### AIM OF THE TASK
Every entry below must appear again, exactly as written.

### DATA FOR THIS TASK
____________________
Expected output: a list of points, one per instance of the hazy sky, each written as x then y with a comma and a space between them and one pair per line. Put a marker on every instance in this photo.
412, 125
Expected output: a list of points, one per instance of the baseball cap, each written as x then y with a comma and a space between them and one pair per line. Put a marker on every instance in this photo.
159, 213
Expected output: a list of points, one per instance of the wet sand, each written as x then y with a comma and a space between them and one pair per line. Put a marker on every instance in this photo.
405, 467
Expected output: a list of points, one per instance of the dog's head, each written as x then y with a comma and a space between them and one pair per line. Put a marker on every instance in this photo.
____________________
### FINAL ANSWER
Expected output: a list of points, one per instance of the hazy sky, each written as x then y with a comma and a space between them and one pair per line. Put a marker on every instance in this photo.
412, 125
Expected output: a list of points, one per instance of the baseball cap, each written as x then y with a comma and a space between them and one pair per line. Put a marker on every instance in this photo.
159, 213
Expected output: a list of points, one per instance of the wet sand, each written as x then y with a comma and a space between them and one pair per line. Put a marker on every instance in this photo.
405, 467
Expected output: a list of points, one per instance of the dog's head, each written as x then y with a comma and a space between them and one pair per line. Put a marker on every instance in this photo.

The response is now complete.